• **WORK INSTRUCTIONS**
Only the lines from the one containing "negative clicks: (715, 150)" to the end of the entries should be written out, each exactly as it stands, both ends included.

• **Source data**
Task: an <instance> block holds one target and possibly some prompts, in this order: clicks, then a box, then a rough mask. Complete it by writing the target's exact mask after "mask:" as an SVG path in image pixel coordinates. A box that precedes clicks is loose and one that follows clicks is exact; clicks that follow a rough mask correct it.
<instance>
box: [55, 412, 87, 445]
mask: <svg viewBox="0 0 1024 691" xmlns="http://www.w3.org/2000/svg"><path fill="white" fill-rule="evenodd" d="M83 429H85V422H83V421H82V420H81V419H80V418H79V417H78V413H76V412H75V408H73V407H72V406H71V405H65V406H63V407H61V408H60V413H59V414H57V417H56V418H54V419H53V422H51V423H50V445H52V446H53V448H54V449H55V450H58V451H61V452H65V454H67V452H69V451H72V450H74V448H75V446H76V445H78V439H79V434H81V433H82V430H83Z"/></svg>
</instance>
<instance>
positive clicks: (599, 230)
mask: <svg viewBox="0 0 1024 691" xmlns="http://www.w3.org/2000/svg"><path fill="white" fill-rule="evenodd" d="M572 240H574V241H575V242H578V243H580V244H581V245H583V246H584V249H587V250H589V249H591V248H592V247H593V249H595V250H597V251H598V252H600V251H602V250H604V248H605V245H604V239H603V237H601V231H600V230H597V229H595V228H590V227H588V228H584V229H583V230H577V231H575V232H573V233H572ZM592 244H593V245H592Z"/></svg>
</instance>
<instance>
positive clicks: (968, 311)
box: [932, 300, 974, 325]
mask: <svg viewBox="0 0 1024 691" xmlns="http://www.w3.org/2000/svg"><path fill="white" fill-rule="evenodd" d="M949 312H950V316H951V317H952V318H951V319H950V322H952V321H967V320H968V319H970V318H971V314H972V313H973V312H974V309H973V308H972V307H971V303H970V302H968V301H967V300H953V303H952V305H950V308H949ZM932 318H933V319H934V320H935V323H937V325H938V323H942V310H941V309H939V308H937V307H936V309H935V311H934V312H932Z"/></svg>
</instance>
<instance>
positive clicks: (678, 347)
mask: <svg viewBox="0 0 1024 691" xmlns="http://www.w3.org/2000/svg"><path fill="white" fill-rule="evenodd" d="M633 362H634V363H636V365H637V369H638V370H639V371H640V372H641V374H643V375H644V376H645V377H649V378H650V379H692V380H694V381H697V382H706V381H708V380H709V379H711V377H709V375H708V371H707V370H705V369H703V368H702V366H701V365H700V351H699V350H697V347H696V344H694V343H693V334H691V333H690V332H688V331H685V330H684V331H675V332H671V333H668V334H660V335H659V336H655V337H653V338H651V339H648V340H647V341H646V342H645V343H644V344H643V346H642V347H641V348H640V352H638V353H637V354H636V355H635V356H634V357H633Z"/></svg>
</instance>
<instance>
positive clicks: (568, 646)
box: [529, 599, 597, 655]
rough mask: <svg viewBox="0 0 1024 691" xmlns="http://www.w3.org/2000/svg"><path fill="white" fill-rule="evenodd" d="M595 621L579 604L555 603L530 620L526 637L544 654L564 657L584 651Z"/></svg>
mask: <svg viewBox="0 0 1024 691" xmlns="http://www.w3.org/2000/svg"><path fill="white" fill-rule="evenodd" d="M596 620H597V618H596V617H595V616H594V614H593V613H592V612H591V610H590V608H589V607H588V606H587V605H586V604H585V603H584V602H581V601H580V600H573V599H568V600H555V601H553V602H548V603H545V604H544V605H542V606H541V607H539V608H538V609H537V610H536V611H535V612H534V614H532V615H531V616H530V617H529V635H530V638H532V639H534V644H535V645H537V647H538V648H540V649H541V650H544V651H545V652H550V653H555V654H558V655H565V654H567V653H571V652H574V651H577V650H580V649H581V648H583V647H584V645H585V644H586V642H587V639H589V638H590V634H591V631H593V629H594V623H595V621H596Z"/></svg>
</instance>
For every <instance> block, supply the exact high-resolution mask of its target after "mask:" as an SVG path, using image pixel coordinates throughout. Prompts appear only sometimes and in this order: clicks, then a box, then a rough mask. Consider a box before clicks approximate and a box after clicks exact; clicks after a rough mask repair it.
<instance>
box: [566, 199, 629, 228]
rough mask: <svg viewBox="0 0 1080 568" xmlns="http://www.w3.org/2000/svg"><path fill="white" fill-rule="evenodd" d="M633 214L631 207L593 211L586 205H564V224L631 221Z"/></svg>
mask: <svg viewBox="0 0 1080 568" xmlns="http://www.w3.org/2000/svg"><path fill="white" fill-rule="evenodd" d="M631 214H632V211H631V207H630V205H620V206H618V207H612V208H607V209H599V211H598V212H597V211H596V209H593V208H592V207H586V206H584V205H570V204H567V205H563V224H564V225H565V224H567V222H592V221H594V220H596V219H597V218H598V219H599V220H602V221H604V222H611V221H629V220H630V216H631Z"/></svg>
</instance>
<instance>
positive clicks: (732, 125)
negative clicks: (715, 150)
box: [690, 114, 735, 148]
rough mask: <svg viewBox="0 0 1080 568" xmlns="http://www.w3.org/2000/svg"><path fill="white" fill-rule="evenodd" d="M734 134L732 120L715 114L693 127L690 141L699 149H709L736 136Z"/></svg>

• **PROBLEM SOLUTION**
negative clicks: (715, 150)
box: [690, 114, 735, 148]
rough mask: <svg viewBox="0 0 1080 568" xmlns="http://www.w3.org/2000/svg"><path fill="white" fill-rule="evenodd" d="M734 134L732 120L715 114L693 127L690 141L699 149H709L736 136Z"/></svg>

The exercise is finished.